REQUIREMENT 1: According to the nurse ethics education abstract, how many intervention participants completed the study instruments?
REQUIREMENT 2: Extend the nurse ethics education abstract with the next part, starting after its last sentence.

TEXT PROVIDED:

======

Background
Ethical challenges in clinical practice significantly affect frontline nurses, leading to moral distress, burnout, and job dissatisfaction, which can undermine safety, quality, and compassionate care.
Objectives
To examine the impact of a longitudinal, experiential educational curriculum to enhance nurses’ skills in mindfulness, resilience, confidence, and competence to confront ethical challenges in clinical practice.
Methods
A prospective repeated-measures study was conducted before and after a curricular intervention at 2 hospitals in a large academic medical system. Intervention participants (192) and comparison participants (223) completed study instruments to assess the objectives.

======

Region pointing data:
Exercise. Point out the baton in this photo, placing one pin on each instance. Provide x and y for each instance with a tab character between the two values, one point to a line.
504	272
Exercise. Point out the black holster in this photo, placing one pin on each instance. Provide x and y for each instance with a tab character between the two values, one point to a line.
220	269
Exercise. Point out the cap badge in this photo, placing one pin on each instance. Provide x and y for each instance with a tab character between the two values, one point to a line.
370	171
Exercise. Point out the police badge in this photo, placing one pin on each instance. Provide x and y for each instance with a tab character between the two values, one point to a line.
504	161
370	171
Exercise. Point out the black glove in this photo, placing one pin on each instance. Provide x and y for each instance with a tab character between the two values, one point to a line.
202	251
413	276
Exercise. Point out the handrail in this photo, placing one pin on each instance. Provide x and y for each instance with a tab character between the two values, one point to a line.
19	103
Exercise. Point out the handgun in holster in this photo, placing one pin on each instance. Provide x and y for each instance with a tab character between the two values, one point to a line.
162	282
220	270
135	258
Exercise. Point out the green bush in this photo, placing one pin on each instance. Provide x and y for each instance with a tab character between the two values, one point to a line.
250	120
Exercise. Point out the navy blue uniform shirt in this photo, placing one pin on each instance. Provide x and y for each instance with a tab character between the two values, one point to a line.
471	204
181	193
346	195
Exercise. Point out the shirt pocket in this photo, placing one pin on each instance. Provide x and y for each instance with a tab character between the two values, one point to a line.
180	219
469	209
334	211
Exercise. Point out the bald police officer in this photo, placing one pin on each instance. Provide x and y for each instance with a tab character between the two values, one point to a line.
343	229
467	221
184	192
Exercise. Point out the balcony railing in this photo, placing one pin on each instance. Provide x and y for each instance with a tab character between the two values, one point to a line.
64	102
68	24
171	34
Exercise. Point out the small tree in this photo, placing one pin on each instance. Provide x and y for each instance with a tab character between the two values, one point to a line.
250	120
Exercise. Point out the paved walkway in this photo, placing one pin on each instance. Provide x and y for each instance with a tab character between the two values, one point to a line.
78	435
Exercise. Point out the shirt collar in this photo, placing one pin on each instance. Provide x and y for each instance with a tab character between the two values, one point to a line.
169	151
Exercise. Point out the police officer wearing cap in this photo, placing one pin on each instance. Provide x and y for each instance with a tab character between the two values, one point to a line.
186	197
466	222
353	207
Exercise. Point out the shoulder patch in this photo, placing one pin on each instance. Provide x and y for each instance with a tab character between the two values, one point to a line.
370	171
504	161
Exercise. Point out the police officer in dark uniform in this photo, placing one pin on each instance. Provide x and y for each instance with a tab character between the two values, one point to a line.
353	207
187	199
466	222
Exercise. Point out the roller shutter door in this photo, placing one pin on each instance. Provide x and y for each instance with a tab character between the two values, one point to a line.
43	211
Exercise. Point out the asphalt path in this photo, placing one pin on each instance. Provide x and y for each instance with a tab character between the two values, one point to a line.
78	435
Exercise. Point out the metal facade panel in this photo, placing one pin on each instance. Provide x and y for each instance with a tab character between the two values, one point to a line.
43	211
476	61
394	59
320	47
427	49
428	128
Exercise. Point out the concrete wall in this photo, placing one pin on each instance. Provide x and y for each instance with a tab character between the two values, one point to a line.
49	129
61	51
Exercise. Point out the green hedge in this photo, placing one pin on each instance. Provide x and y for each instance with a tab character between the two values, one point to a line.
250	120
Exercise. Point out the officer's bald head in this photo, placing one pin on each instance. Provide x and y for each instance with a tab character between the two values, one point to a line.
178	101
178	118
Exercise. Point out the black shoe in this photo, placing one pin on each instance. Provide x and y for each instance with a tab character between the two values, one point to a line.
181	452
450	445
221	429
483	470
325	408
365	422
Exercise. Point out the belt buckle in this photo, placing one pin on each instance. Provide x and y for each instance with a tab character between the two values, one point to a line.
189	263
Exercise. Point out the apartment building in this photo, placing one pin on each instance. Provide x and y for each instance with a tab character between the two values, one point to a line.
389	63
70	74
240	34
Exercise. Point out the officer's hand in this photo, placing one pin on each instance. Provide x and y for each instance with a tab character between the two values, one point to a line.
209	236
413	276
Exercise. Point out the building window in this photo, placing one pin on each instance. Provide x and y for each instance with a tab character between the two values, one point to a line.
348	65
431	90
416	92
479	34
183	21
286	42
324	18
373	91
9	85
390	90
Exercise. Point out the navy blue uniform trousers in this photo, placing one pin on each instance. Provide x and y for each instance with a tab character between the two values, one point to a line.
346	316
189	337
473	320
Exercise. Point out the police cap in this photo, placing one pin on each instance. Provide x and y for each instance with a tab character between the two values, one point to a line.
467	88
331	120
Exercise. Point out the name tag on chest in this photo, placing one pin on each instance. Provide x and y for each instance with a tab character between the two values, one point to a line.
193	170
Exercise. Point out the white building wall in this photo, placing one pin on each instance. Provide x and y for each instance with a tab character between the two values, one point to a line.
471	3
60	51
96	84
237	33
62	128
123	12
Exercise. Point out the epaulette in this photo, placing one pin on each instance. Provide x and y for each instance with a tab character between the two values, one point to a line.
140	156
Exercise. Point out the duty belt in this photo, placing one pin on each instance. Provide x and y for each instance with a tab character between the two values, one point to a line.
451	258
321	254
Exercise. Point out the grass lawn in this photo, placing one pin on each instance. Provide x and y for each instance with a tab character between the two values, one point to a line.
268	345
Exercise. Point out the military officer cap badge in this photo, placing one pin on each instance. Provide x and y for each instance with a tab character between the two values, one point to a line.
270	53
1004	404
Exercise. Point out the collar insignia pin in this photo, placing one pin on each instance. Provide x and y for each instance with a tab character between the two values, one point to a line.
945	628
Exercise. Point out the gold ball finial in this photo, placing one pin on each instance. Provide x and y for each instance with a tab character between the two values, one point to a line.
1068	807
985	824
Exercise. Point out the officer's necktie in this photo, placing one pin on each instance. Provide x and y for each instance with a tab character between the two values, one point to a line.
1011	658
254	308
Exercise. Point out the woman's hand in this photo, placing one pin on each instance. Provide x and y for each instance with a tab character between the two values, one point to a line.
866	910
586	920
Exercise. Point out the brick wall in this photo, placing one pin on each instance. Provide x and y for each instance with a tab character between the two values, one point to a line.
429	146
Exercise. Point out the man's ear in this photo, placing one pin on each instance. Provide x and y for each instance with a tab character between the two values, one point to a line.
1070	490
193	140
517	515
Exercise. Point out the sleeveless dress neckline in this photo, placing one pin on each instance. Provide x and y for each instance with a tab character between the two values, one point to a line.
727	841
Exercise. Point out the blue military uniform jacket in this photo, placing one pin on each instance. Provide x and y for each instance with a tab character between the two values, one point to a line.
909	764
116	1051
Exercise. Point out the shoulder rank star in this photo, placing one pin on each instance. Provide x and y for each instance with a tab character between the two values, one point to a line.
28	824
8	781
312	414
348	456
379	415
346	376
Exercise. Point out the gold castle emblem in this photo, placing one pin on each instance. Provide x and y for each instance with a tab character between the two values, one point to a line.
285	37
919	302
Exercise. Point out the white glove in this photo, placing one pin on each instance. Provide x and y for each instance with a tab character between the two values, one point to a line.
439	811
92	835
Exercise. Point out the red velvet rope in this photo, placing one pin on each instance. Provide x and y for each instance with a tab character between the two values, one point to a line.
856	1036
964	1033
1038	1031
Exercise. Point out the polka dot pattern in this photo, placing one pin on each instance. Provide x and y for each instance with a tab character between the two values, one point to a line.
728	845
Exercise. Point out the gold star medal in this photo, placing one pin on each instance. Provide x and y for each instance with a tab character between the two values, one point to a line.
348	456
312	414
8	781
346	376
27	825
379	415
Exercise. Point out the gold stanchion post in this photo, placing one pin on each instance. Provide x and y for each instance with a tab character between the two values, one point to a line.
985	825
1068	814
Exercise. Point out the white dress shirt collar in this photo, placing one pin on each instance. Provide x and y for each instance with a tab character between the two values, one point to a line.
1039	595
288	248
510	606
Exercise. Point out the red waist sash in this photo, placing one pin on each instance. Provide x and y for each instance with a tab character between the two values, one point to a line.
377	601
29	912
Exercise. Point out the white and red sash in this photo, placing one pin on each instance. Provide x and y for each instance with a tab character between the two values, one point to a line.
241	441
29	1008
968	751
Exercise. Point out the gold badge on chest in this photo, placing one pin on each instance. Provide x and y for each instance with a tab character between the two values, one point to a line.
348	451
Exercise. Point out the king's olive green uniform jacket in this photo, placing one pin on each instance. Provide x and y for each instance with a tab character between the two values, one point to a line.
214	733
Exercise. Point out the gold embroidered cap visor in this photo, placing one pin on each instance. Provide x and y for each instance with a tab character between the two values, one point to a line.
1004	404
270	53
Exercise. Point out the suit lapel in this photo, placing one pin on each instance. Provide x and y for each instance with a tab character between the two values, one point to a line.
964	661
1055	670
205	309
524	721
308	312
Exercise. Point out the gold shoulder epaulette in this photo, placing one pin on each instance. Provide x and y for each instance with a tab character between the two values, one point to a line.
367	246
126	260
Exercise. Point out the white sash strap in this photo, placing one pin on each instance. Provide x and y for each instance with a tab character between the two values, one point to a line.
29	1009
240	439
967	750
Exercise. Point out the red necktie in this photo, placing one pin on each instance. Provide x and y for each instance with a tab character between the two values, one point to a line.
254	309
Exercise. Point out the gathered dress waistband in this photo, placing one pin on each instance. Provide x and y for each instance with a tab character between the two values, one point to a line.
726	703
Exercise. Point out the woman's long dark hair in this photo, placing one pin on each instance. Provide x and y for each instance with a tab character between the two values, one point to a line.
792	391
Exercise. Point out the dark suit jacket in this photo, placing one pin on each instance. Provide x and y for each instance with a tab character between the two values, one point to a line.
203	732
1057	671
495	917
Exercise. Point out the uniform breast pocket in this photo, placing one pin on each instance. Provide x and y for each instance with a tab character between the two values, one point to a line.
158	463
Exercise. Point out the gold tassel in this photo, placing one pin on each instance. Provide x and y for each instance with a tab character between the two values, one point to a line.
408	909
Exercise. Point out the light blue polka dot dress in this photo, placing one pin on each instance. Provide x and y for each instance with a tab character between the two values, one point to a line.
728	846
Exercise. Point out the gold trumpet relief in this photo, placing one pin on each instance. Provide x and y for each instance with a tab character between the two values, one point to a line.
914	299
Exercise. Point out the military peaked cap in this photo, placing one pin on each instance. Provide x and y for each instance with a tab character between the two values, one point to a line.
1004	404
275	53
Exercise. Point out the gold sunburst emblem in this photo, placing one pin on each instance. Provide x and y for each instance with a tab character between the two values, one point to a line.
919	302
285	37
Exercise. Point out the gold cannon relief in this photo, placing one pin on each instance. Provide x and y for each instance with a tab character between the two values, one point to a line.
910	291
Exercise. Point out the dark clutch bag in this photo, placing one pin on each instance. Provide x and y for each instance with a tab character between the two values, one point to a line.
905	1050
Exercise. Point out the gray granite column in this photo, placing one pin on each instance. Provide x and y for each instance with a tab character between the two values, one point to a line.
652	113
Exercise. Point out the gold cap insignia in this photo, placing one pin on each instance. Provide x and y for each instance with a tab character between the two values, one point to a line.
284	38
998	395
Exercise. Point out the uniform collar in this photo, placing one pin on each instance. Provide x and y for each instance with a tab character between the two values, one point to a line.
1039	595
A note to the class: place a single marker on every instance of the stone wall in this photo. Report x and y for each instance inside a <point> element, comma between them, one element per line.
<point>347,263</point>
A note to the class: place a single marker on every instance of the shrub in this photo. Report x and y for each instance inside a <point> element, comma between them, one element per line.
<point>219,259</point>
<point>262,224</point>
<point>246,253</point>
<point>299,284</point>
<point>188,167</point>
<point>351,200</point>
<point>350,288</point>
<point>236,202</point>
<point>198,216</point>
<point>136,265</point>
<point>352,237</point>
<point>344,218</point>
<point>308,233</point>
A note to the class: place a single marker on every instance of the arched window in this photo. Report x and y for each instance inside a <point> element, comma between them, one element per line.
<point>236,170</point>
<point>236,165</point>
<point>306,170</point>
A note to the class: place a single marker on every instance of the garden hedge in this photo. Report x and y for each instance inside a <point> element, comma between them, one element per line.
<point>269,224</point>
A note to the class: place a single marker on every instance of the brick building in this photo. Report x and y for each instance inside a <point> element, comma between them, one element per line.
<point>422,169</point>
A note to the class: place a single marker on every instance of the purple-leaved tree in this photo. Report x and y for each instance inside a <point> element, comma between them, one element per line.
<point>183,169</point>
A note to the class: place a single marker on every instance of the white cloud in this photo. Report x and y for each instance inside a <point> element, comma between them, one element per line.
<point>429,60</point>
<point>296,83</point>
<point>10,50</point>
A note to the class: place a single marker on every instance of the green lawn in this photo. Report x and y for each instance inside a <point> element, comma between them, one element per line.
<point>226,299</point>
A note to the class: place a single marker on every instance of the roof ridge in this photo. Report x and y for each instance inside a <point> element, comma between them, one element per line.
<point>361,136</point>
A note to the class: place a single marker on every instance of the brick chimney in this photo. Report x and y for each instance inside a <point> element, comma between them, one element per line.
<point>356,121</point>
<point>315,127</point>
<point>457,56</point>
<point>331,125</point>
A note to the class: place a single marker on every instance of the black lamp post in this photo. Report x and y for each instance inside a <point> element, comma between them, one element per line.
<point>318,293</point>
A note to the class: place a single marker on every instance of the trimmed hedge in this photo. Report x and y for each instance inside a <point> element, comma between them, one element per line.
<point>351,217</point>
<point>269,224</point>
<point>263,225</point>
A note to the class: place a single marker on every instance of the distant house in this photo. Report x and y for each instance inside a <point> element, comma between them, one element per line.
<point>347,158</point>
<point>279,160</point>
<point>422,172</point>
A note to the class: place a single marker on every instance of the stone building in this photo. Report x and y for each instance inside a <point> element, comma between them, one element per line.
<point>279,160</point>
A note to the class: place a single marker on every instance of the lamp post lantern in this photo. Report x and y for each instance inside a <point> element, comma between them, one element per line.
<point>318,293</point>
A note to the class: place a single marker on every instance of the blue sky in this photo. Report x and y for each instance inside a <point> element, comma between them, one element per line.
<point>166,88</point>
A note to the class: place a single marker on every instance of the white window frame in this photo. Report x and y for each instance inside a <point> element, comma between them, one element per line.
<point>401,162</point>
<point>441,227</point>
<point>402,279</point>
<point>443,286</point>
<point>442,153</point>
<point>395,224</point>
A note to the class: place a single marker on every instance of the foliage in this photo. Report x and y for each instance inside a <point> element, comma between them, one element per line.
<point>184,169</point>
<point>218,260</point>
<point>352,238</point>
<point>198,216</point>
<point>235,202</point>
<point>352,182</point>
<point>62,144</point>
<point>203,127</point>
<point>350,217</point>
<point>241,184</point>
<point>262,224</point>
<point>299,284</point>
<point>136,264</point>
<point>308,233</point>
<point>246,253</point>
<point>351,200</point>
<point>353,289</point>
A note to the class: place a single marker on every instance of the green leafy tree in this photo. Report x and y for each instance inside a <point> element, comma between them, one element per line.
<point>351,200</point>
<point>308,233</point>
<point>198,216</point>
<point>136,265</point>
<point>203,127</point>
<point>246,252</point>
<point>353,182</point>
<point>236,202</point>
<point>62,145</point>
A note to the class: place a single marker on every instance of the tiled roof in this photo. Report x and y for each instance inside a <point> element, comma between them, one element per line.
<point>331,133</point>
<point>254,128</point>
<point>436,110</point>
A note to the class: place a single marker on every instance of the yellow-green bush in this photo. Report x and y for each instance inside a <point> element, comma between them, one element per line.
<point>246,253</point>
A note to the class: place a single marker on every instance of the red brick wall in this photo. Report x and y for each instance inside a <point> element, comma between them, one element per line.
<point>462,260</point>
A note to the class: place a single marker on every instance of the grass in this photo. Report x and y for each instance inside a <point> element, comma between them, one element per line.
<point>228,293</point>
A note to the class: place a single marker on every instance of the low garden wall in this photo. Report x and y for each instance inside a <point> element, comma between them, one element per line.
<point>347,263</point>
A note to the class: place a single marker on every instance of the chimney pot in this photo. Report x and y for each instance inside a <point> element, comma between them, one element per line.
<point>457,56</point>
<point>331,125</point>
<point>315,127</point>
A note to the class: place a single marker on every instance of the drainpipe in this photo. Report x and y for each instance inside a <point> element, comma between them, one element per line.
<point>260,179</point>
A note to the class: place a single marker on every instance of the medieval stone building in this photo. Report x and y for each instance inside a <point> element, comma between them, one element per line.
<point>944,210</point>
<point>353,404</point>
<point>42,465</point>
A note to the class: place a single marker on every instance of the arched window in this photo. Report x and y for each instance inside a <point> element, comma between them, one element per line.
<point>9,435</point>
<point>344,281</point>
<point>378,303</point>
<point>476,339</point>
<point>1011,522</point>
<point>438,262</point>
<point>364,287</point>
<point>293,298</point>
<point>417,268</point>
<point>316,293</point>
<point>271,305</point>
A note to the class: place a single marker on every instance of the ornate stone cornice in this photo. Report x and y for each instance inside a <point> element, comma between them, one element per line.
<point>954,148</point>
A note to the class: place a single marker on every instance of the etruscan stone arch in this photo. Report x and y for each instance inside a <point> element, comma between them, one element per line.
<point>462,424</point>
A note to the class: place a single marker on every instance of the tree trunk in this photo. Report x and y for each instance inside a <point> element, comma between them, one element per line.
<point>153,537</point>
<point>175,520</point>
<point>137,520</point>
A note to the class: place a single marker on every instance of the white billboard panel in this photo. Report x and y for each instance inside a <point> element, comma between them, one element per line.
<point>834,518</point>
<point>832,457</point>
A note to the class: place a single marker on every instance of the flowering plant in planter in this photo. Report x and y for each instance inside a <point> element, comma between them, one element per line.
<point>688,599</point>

======

EXPECTED OUTPUT 1: 192

EXPECTED OUTPUT 2:
Results
Mindfulness, ethical confidence, ethical competence, work engagement, and resilience increased significantly after the intervention. Resilience and mindfulness were positively correlated with moral competence and work engagement. As resilience and mindfulness improved, turnover intentions and burnout (emotional exhaustion and depersonalization) decreased. After the intervention, nurses reported significantly improved symptoms of depression and anger. The intervention was effective for intensive care unit and non–intensive care unit nurses (exception: emotional exhaustion) and for nurses with different years of experience (exception: turnover intentions).
Conclusions
Use of experiential discovery learning practices and high-fidelity simulation seems feasible and effective for enhancing nurses’ skills in addressing moral adversity in clinical practice by cultivating the components of moral resilience, which contributes to a healthy work environment, improved retention, and enhanced patient care.